:: PROBLEMS AND TASKS ::
a – In the blog post on being self aware and self critical below, quote each clause that contains the word "NOT" in capital letters.
b – Translate this sentence from the blog post on being self aware and self critical into Spanish: "Yesterday I read a Spark People article that said that working long hours causes people to gain weight."

:: SOURCE EXTRACT ::
=== Begin Enclosure ===

Friday 26 November 2010

being self aware and self critical

Yesterday I read a Spark People article that said that working long hours causes people to gain weight. I disagree. It isnt the long hours it is the probably unhealthy lifestyle and possibly the persons response to stress that causes them to put weight on. At least that is how I see it.

I spent some time thinking about that, and then thought back to something that was said on my one day hypnosis course 'taster'. Unless the patient co-operates with the hypnosis - and with the techniques suggested to combat the problem - the treatment won't work.

I am currently NOT working, I am beginning to realise that money is NOT going to be a problem - and have actually turned down a 30.00 an hour booking because I didnt want to drive to Burton to work. I would have been exhausted. So I dont have those stresses - but I am NOT losing weight - because I am NOT sticking the rules that I know will help me.

This is MY fault - and I am not passing the buck. I felt the Sparkpeople piece was giving permission to pass the buck and blame their work for their weight problems.

=== End Enclosure ===

:: EXERCISE DATA ::
=== Begin Enclosure ===

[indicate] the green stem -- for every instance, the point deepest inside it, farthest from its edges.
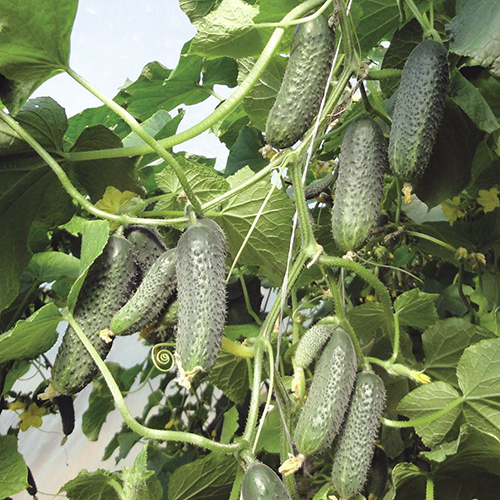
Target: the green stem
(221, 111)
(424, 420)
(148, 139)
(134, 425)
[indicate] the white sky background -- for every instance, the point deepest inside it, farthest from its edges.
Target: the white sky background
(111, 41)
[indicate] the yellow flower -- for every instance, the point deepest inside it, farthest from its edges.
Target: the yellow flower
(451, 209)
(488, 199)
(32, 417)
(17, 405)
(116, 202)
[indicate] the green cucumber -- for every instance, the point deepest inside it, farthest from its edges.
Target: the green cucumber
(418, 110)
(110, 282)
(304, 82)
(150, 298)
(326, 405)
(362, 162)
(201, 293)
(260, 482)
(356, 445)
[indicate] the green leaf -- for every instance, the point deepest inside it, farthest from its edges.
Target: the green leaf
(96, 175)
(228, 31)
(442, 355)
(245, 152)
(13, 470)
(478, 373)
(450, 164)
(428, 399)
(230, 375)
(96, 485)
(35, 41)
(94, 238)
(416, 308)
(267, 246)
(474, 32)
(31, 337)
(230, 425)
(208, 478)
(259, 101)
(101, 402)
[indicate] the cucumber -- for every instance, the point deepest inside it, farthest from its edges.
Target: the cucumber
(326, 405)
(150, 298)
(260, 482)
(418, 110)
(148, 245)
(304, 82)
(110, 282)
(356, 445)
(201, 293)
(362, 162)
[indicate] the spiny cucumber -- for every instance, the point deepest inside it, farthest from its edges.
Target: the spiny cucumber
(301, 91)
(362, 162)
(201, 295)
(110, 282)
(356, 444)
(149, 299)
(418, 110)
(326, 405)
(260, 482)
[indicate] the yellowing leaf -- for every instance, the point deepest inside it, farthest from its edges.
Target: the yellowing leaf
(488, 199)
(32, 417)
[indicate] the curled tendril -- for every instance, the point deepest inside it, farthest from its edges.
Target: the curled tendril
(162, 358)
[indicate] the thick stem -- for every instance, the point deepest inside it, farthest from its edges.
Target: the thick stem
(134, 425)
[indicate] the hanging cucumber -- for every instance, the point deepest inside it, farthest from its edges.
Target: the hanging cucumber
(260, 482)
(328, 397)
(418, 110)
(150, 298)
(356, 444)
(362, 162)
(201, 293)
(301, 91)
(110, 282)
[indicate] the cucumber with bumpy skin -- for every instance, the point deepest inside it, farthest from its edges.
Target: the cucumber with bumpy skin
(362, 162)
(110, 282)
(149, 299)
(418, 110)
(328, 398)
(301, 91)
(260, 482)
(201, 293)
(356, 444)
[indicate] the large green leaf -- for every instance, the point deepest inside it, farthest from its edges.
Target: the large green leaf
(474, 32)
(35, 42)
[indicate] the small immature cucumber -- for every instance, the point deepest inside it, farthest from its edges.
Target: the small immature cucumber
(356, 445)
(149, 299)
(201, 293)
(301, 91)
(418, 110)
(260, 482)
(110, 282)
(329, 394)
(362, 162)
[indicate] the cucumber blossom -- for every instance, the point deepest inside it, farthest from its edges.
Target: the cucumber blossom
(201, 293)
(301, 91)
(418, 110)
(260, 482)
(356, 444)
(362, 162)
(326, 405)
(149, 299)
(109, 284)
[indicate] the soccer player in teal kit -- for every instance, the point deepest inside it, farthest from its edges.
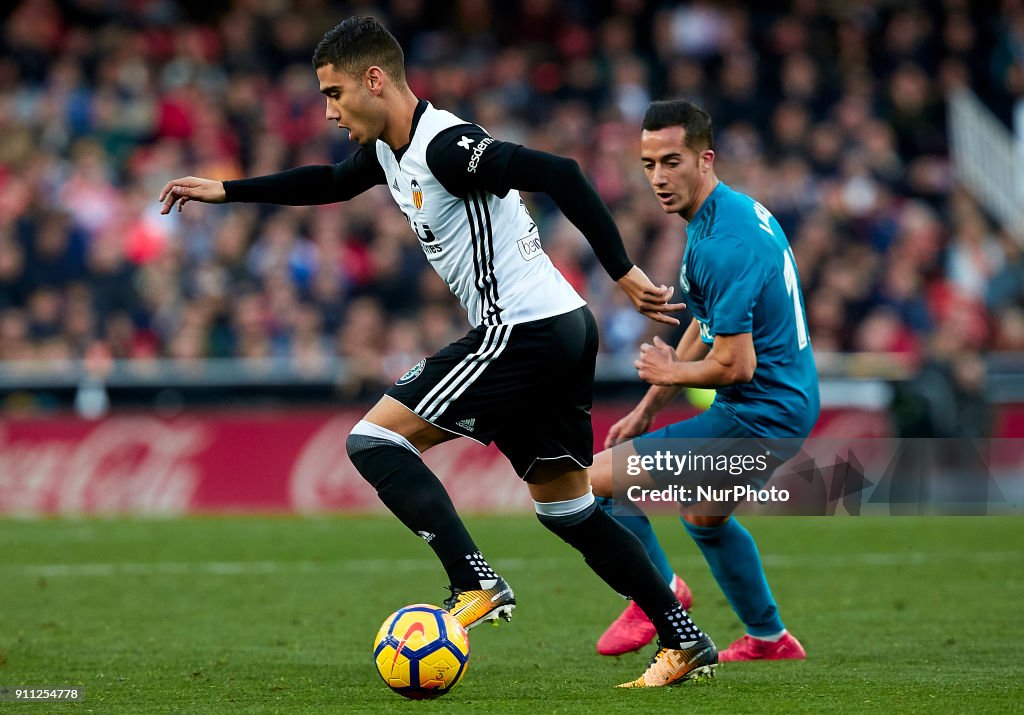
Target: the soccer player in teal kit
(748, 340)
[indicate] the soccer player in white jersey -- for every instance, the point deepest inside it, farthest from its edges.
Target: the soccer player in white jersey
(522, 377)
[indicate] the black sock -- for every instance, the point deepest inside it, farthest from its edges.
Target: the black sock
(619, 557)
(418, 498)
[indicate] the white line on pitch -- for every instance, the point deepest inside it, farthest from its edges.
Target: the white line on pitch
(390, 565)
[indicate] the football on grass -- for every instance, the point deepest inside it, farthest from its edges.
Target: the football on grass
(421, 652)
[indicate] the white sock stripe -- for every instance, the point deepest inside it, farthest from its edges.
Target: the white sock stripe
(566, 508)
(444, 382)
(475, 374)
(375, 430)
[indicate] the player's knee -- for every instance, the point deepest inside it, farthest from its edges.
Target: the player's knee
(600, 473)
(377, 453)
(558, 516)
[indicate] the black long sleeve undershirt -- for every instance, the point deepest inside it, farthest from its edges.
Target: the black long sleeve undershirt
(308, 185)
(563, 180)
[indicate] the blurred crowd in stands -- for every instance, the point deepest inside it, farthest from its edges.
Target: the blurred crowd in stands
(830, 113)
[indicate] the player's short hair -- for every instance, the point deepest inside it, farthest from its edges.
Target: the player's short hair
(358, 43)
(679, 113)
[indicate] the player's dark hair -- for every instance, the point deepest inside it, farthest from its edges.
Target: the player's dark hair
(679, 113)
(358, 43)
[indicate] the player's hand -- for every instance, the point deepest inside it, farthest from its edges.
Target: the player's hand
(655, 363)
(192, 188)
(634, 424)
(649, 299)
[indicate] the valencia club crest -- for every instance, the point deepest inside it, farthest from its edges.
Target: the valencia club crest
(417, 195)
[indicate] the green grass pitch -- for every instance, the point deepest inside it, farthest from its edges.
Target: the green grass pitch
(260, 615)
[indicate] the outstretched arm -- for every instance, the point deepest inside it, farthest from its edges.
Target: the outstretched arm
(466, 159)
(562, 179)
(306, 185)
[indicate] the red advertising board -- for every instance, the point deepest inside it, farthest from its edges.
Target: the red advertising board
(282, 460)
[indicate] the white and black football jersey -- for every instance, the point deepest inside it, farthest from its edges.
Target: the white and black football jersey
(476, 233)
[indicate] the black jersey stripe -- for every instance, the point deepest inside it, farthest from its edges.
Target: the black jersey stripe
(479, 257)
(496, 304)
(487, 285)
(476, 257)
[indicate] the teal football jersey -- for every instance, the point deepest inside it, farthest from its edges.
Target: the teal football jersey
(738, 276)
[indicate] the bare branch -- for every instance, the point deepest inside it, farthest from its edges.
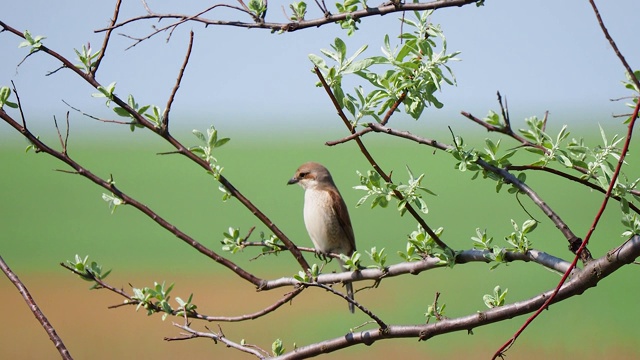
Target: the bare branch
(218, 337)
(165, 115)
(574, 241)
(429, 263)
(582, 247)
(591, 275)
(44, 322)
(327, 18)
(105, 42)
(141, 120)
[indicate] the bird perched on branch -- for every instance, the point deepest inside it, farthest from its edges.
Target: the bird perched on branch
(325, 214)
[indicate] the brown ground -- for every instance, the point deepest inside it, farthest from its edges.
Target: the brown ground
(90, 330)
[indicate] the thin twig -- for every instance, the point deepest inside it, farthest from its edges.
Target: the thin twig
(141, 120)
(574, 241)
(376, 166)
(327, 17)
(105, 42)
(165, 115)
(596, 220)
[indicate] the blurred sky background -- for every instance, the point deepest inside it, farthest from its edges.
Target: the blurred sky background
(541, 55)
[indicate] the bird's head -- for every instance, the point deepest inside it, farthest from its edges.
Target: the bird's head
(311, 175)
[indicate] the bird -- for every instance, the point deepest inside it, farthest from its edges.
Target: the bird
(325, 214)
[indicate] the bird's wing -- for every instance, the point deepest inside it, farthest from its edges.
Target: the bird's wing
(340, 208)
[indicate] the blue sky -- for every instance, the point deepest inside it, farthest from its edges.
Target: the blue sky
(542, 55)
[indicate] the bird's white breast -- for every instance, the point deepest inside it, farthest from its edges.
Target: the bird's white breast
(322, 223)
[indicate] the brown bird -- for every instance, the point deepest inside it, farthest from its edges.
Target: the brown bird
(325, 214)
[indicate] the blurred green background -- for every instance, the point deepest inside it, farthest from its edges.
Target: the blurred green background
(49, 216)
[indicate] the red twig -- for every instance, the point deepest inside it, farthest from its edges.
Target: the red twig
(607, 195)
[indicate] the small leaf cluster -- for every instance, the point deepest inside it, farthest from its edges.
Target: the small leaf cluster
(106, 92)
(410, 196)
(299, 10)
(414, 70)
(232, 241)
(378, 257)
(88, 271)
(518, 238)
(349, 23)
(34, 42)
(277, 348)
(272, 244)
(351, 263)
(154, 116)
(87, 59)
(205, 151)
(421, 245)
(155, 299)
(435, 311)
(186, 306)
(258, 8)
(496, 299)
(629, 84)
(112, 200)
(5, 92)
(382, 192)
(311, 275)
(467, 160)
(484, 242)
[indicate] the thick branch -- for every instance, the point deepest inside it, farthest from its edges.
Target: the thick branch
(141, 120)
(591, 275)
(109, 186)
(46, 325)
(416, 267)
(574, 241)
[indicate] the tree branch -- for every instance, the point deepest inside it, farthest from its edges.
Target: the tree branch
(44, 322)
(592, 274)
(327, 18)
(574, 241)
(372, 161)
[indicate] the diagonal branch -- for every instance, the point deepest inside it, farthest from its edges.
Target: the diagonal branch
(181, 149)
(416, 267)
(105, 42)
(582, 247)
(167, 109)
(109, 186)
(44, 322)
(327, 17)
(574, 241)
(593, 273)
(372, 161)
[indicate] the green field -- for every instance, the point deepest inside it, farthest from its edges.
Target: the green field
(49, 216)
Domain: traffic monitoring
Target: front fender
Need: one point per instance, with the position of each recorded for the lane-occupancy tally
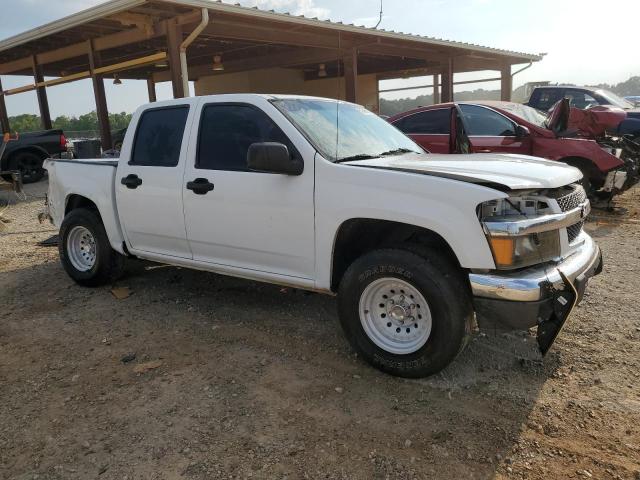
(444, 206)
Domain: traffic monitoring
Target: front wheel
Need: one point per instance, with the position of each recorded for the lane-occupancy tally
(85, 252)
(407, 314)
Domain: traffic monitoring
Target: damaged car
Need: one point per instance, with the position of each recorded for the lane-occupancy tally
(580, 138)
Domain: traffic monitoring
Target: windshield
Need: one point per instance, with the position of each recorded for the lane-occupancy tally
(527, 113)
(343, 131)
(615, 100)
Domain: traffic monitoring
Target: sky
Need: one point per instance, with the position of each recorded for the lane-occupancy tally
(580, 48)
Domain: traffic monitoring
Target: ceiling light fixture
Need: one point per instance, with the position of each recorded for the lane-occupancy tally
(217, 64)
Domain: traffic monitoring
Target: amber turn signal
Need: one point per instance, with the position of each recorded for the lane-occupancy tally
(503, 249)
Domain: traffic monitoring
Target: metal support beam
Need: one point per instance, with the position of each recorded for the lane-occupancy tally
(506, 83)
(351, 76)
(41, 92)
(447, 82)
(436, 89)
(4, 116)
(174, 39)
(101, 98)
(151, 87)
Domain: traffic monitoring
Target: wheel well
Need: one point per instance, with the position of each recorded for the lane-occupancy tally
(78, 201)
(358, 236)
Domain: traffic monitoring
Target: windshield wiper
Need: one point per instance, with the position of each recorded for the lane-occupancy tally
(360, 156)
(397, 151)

=== End Enclosure ===

:: EXPECTED RESPONSES ::
a –
- "I am currently NOT working"
- "money is NOT going to be a problem"
- "I am NOT losing weight"
- "I am NOT sticking the rules that I know will help me"

b – Ayer leí un artículo de Spark People que decía que trabajar muchas horas hace que la gente aumente de peso.